EXERCISE DIRECTIONS: Check each line of the listing below for the string "segment", then copy every line that has it.

>>>>>

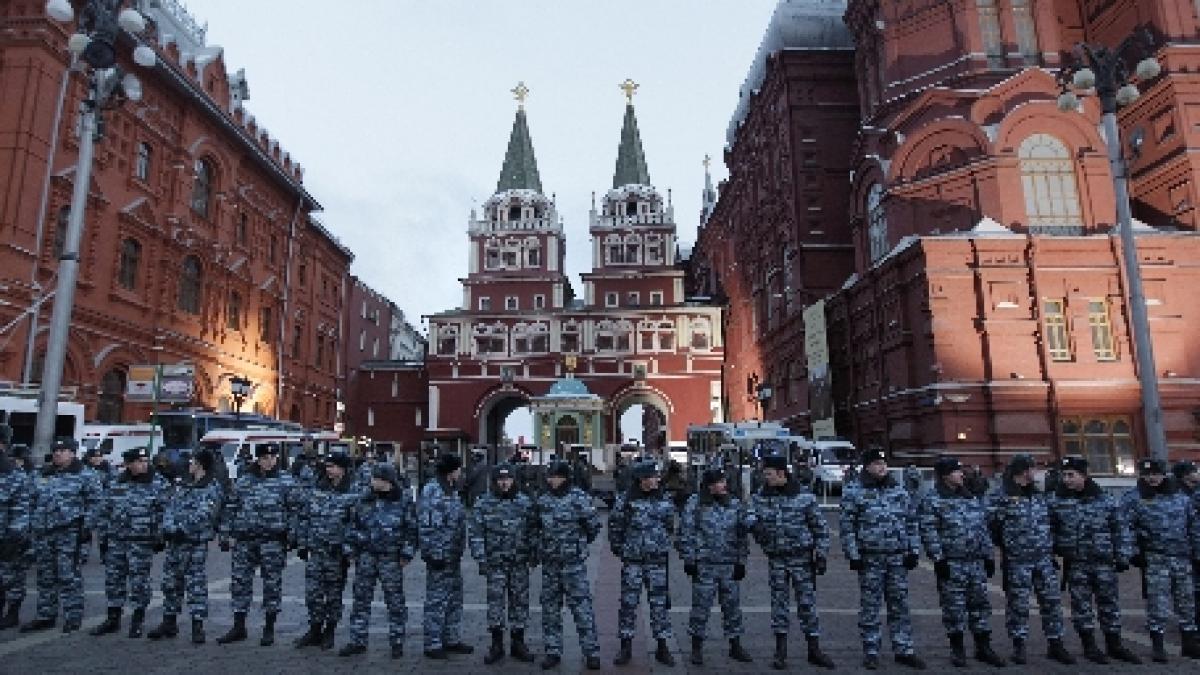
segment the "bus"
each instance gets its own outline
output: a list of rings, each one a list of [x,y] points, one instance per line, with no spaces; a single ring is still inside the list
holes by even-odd
[[[162,430],[150,424],[95,424],[83,425],[84,450],[99,448],[104,458],[114,465],[121,463],[121,456],[133,448],[162,447]]]
[[[301,433],[304,428],[295,422],[264,417],[262,415],[235,415],[210,410],[160,410],[151,416],[151,424],[162,429],[162,445],[168,451],[191,451],[200,445],[200,439],[211,431],[221,429],[278,429]]]
[[[69,392],[68,392],[69,393]],[[33,446],[34,427],[37,426],[38,389],[36,387],[12,387],[0,389],[0,423],[12,429],[13,445]],[[58,416],[54,422],[55,438],[83,438],[82,403],[59,400]],[[40,460],[39,460],[40,461]]]

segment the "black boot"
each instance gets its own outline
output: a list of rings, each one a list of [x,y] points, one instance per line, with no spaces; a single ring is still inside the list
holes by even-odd
[[[975,633],[975,660],[993,668],[1003,668],[1004,659],[992,649],[991,633]]]
[[[529,653],[529,647],[525,646],[525,631],[520,628],[514,628],[508,647],[508,653],[514,659],[523,663],[533,663],[533,654]]]
[[[787,669],[787,633],[775,634],[775,658],[771,659],[775,670]]]
[[[333,649],[333,636],[337,634],[337,622],[330,621],[325,624],[325,630],[321,631],[321,649],[329,651]]]
[[[1009,660],[1018,666],[1023,666],[1029,662],[1029,657],[1025,654],[1025,641],[1021,638],[1013,638],[1013,653],[1012,658]]]
[[[317,645],[321,644],[321,638],[324,636],[322,627],[323,626],[320,622],[309,622],[308,632],[296,638],[296,641],[292,643],[292,646],[294,646],[296,649],[304,649],[305,647],[316,647]]]
[[[367,653],[366,645],[356,645],[353,642],[351,642],[348,645],[343,646],[341,649],[338,650],[338,656],[356,656],[358,654],[366,654],[366,653]]]
[[[39,630],[50,630],[51,628],[54,628],[54,623],[54,619],[43,619],[39,617],[28,623],[21,624],[21,632],[32,633]]]
[[[1163,634],[1151,633],[1150,644],[1150,658],[1155,663],[1167,663],[1167,646],[1163,644]]]
[[[175,623],[174,614],[163,614],[162,621],[154,627],[146,637],[151,640],[161,640],[163,638],[173,638],[179,635],[179,626]]]
[[[108,618],[104,620],[104,623],[88,631],[88,634],[108,635],[109,633],[115,633],[119,630],[121,630],[121,608],[109,607]]]
[[[205,640],[204,619],[192,619],[192,644],[202,645]]]
[[[664,638],[658,639],[658,648],[654,650],[654,660],[664,666],[675,665],[675,657],[671,655],[671,648],[667,646],[667,641]]]
[[[392,645],[392,658],[393,659],[404,658],[404,643],[403,642],[397,642],[396,644]]]
[[[692,654],[688,657],[688,660],[693,665],[704,665],[704,638],[698,635],[692,636]]]
[[[146,622],[146,610],[135,609],[133,615],[129,617],[129,637],[142,637],[142,624]]]
[[[542,659],[542,670],[550,670],[551,668],[557,668],[558,664],[560,664],[560,663],[562,663],[561,656],[559,656],[558,654],[547,654],[546,657]]]
[[[1051,661],[1058,661],[1066,666],[1075,665],[1075,657],[1071,656],[1071,652],[1067,651],[1067,648],[1063,646],[1062,638],[1047,640],[1046,643],[1049,645],[1049,649],[1046,650],[1046,656]],[[1101,656],[1104,655],[1101,654]]]
[[[583,665],[588,670],[600,670],[600,657],[593,654],[583,660]]]
[[[1180,631],[1179,637],[1183,641],[1179,655],[1189,659],[1200,659],[1200,632]]]
[[[473,654],[473,653],[475,653],[474,647],[472,647],[471,645],[463,644],[461,642],[453,642],[451,644],[444,645],[442,648],[446,650],[447,654]]]
[[[262,639],[258,644],[263,647],[270,647],[275,644],[275,617],[278,616],[275,612],[267,612],[267,619],[263,622]]]
[[[250,636],[246,634],[246,613],[234,612],[233,626],[229,629],[229,632],[217,638],[217,644],[227,645],[231,642],[241,642],[248,637]]]
[[[925,670],[925,668],[927,668],[924,659],[916,654],[901,654],[896,657],[896,663],[899,663],[902,666],[908,666],[913,670]]]
[[[1118,661],[1124,661],[1125,663],[1132,663],[1134,665],[1138,665],[1142,662],[1142,660],[1138,658],[1137,654],[1129,651],[1129,648],[1121,642],[1120,633],[1105,633],[1104,646],[1106,648],[1105,651],[1108,652],[1109,658],[1113,658]]]
[[[549,658],[549,656],[547,656]],[[621,648],[617,651],[616,658],[613,659],[614,666],[624,666],[633,660],[633,638],[621,638]],[[546,664],[542,664],[545,668]]]
[[[967,667],[967,645],[962,633],[950,633],[950,663],[955,668]]]
[[[445,661],[446,650],[441,647],[438,647],[437,649],[426,649],[425,658],[433,659],[434,661]]]
[[[828,668],[833,670],[833,659],[825,655],[821,651],[821,638],[815,635],[809,635],[805,638],[808,641],[808,662],[819,668]]]
[[[4,612],[4,616],[0,617],[0,630],[5,628],[16,628],[20,623],[18,618],[21,614],[21,603],[13,601],[8,603],[8,610]]]
[[[742,648],[741,638],[729,638],[729,658],[741,663],[753,663],[754,659]]]
[[[487,654],[483,655],[483,662],[487,665],[504,658],[504,629],[492,628],[492,646],[488,647]]]
[[[63,633],[74,633],[80,628],[83,628],[83,619],[81,618],[63,621]]]
[[[1079,641],[1083,643],[1083,658],[1091,661],[1092,663],[1099,663],[1101,665],[1108,663],[1108,657],[1104,655],[1104,652],[1100,651],[1098,646],[1096,646],[1096,636],[1094,634],[1092,634],[1090,631],[1087,633],[1080,633]]]

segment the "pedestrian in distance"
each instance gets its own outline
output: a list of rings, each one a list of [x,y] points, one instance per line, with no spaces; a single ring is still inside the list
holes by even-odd
[[[1176,462],[1171,467],[1171,474],[1180,492],[1192,500],[1192,508],[1200,514],[1200,466],[1193,462]],[[1200,560],[1192,562],[1192,584],[1196,588],[1196,625],[1200,628]]]
[[[917,568],[921,551],[917,509],[908,491],[888,474],[882,450],[864,452],[857,483],[842,490],[840,529],[842,551],[850,569],[858,572],[863,667],[879,668],[879,611],[886,601],[896,663],[924,670],[908,606],[908,573]]]
[[[467,540],[467,514],[459,495],[462,460],[442,455],[437,479],[421,489],[417,526],[421,559],[425,561],[425,656],[470,654],[462,642],[462,556]]]
[[[833,668],[833,659],[821,650],[817,618],[817,577],[825,574],[829,560],[829,525],[817,498],[788,474],[787,458],[763,458],[763,485],[750,501],[749,524],[754,539],[767,556],[771,587],[771,632],[775,657],[771,667],[787,668],[791,596],[808,643],[808,662]],[[738,572],[738,570],[735,570]],[[735,578],[742,576],[735,574]]]
[[[104,458],[104,451],[100,446],[92,446],[83,452],[83,470],[92,476],[100,484],[101,498],[108,492],[108,486],[113,479],[117,477],[117,469],[107,459]],[[94,536],[96,545],[100,552],[100,562],[104,562],[104,557],[108,551],[108,538],[104,532],[96,533]],[[85,542],[80,548],[79,562],[87,564],[92,550],[92,542]]]
[[[0,601],[6,600],[0,630],[16,626],[21,612],[21,600],[15,596],[18,587],[25,589],[22,559],[29,545],[32,505],[29,476],[7,452],[0,453]]]
[[[352,462],[335,453],[319,466],[320,476],[304,494],[300,506],[299,549],[304,565],[304,606],[308,631],[293,644],[296,648],[333,649],[334,634],[342,618],[342,595],[350,561],[345,553],[346,533],[362,492],[351,475]]]
[[[36,472],[33,467],[33,457],[28,445],[14,443],[8,448],[8,458],[17,474],[16,478],[12,480],[24,477],[26,491],[29,495],[29,511],[25,520],[23,549],[9,560],[12,578],[17,581],[6,586],[3,598],[5,610],[4,615],[0,616],[0,630],[16,628],[20,625],[21,605],[25,604],[25,578],[29,575],[29,568],[34,564],[33,508]]]

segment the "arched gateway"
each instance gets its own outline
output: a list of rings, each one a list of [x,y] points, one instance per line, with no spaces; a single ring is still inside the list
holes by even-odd
[[[589,214],[582,297],[563,269],[563,224],[542,191],[523,106],[482,209],[467,228],[463,306],[429,317],[430,440],[495,445],[504,419],[527,405],[544,448],[619,443],[621,414],[635,404],[655,411],[665,442],[713,421],[721,308],[683,295],[674,208],[650,184],[632,101],[613,188]],[[558,410],[556,396],[582,407]]]

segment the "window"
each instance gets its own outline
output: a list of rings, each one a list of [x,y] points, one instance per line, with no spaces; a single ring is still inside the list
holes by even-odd
[[[529,263],[529,267],[541,267],[542,265],[542,249],[534,246],[525,253],[525,260]]]
[[[544,295],[533,296],[533,308],[534,309],[545,309],[546,308],[546,296],[544,296]]]
[[[712,325],[708,319],[692,320],[692,349],[707,351],[712,344]]]
[[[458,329],[453,327],[439,328],[437,335],[438,356],[454,356],[458,353]]]
[[[271,308],[261,307],[258,310],[258,337],[263,342],[270,342],[274,337],[271,334]]]
[[[245,213],[238,214],[237,226],[234,228],[234,238],[239,246],[245,246],[250,237],[250,218]]]
[[[617,265],[625,262],[625,248],[621,244],[608,245],[608,262]]]
[[[661,305],[661,304],[663,304],[663,294],[662,294],[662,291],[650,291],[650,304],[651,304],[651,305]]]
[[[887,213],[883,208],[883,186],[876,183],[867,193],[867,237],[872,263],[888,252],[887,230]]]
[[[300,280],[301,286],[308,283],[308,263],[307,262],[305,262],[303,260],[300,261],[300,264],[296,267],[296,278]]]
[[[364,328],[358,332],[358,351],[367,351],[367,329]]]
[[[1116,361],[1112,325],[1108,321],[1108,300],[1088,300],[1088,327],[1092,331],[1092,351],[1098,361]]]
[[[367,408],[367,426],[369,426],[369,427],[375,426],[375,409],[374,408],[370,408],[370,407]]]
[[[96,421],[116,424],[125,408],[125,371],[113,369],[100,380],[100,395],[96,399]]]
[[[642,257],[641,244],[625,244],[625,262],[636,265],[638,259]]]
[[[153,157],[154,151],[149,143],[138,143],[137,158],[133,162],[134,178],[144,183],[150,182],[150,163]]]
[[[267,259],[274,265],[279,262],[279,237],[271,235],[270,244],[267,246]]]
[[[605,293],[604,294],[604,306],[605,307],[616,307],[617,301],[618,301],[618,296],[616,293]]]
[[[128,291],[137,290],[138,266],[142,261],[142,245],[136,239],[121,242],[121,259],[117,266],[117,283]]]
[[[662,262],[662,244],[657,241],[646,242],[646,264],[661,265]]]
[[[504,249],[500,252],[500,261],[504,267],[513,269],[517,267],[517,251],[514,249]]]
[[[67,227],[71,221],[71,207],[64,206],[58,210],[54,219],[54,258],[62,258],[63,249],[67,246]]]
[[[1059,428],[1063,454],[1086,458],[1089,473],[1133,475],[1136,452],[1128,417],[1063,417]]]
[[[559,351],[567,354],[579,352],[578,324],[564,323],[562,325],[562,335],[559,337]]]
[[[196,174],[192,182],[192,210],[201,218],[208,218],[212,205],[213,167],[206,159],[196,160]]]
[[[292,329],[292,358],[300,358],[300,347],[304,345],[304,330],[300,326]]]
[[[630,307],[637,307],[642,304],[642,294],[637,291],[630,291],[625,294],[625,301]]]
[[[416,422],[417,422],[417,426],[418,426],[418,427],[420,427],[422,424],[424,424],[424,422],[421,420],[421,409],[420,409],[420,408],[414,408],[414,410],[415,410],[415,411],[416,411],[416,413],[417,413],[417,414],[416,414]]]
[[[379,358],[379,338],[375,338],[375,340],[371,342],[371,358]]]
[[[229,291],[229,307],[225,314],[225,327],[229,330],[242,329],[242,296],[237,291]]]
[[[634,201],[625,202],[625,215],[636,216],[638,212],[638,203]]]
[[[492,311],[492,299],[487,296],[480,298],[479,299],[479,311],[481,311],[481,312]]]
[[[317,336],[317,358],[313,359],[313,366],[320,368],[325,362],[325,336]]]
[[[483,257],[484,269],[494,270],[500,267],[500,248],[494,244],[488,245]]]
[[[520,304],[521,304],[520,301],[517,299],[517,296],[515,296],[515,295],[510,295],[510,296],[504,298],[504,309],[508,309],[508,310],[518,309],[520,307]]]
[[[520,220],[521,219],[521,207],[520,206],[508,207],[508,219],[509,220]]]
[[[1049,134],[1033,134],[1021,143],[1018,157],[1029,230],[1082,232],[1075,167],[1067,146]]]
[[[200,259],[190,255],[183,259],[183,269],[179,276],[179,297],[177,306],[188,314],[200,313],[200,288],[202,282]]]
[[[1064,302],[1058,300],[1042,301],[1042,322],[1046,331],[1046,353],[1051,361],[1071,360],[1070,331],[1067,329],[1067,317]]]

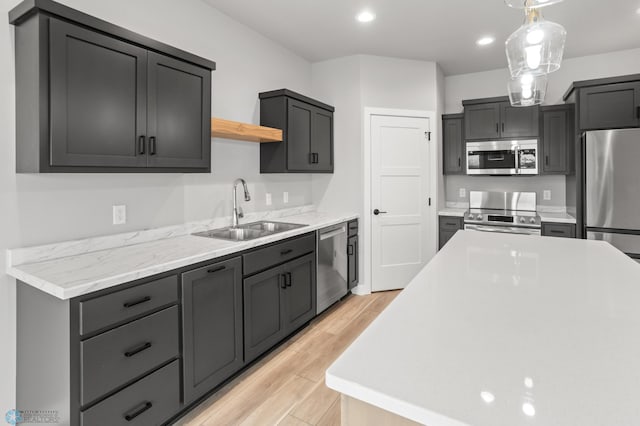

<<<<<

ANSWER SECTION:
segment the "bus"
segment the "black boot"
segment the "pedestrian in distance"
segment the "arched gateway"
segment the "window"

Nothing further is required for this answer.